Patients with depression were older compared with the reference group. Depression might require a certain stage of mental development to occur or to allow diagnosis, as diagnosing depression in young children is difficult [43]. As reported before, CD patients were younger compared with the reference group, implying a greater risk of CD in patients with earlier T1D onset [2]. Early screening for CD and depression in T1D patients may help improve quality of life and prevent consequences of undetected comorbidity.

As stated earlier, CD has been reported to be associated with a number of neurological and psychiatric comorbidities such as ADHD, autism, anxiety, and schizophrenia [12]. Interestingly, in our cohort none of these comorbidities were significantly more frequent in CD patients compared with the T1D only group. However, all of these were significantly more frequent in patients with depression (with or without additional CD). Depression is known to be associated with other psychiatric comorbidities and even with conditions such as autism [44].

In our registry, CD was diagnosed in 4.4% of patients, either via biopsy or via clinical diagnosis, which is in line with previous reports [2, 45]. 62.2% of our CD patients had biopsy-proven CD. According to several guidelines [1, 17], among other autoimmune diseases, paediatric patients with T1D are recommended to be screened for CD autoantibodies, since links between T1D and CD are well known [2] and attributed to their common HLA haplotype DR3-DQ2 or DR4-DQ8 [46]. Until recently, guidelines recommended duodenal biopsies at multiple sites to confirm CD in asymptomatic patients [8, 17].

There is still no definitive statement on whether there is an association between sex and CD [2]. However, female sex is widely known to be associated with autoimmune diseases in general, though for yet unknown reasons [47]. Our findings imply an association of female sex and both CD and depression. Charles et al. suggested a 2:1 ratio of females to males concerning mental health disorders [43], which is similar in our patients with CD and depression (65.2% female). Therefore, we suggest that especially female patients should be screened for CD or signs of depression.
============
_Directions for this task_. Copy the passage above word for word, starting at "There is still" and stopping after "signs of depression.".

_Extracted data entries_.
============
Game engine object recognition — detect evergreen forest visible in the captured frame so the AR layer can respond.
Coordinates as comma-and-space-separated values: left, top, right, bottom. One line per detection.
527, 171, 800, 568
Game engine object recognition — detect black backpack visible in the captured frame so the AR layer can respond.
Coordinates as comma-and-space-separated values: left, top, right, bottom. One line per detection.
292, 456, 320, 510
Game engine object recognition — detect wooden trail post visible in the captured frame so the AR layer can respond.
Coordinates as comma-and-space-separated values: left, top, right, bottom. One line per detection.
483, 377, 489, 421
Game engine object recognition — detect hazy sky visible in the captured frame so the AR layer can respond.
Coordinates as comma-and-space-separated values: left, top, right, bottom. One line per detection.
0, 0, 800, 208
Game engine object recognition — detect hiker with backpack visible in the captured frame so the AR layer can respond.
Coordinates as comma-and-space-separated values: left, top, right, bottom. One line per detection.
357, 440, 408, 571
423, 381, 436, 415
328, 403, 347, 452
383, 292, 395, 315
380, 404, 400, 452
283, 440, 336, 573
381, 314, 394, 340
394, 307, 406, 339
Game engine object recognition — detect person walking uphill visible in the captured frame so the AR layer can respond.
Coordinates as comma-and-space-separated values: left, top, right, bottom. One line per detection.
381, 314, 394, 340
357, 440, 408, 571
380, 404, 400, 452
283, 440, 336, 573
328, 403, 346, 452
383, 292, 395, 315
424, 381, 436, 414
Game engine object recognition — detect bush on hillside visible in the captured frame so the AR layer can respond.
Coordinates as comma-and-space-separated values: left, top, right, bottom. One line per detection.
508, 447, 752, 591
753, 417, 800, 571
============
_Expected answer_.
There is still no definitive statement on whether there is an association between sex and CD [2]. However, female sex is widely known to be associated with autoimmune diseases in general, though for yet unknown reasons [47]. Our findings imply an association of female sex and both CD and depression. Charles et al. suggested a 2:1 ratio of females to males concerning mental health disorders [43], which is similar in our patients with CD and depression (65.2% female). Therefore, we suggest that especially female patients should be screened for CD or signs of depression.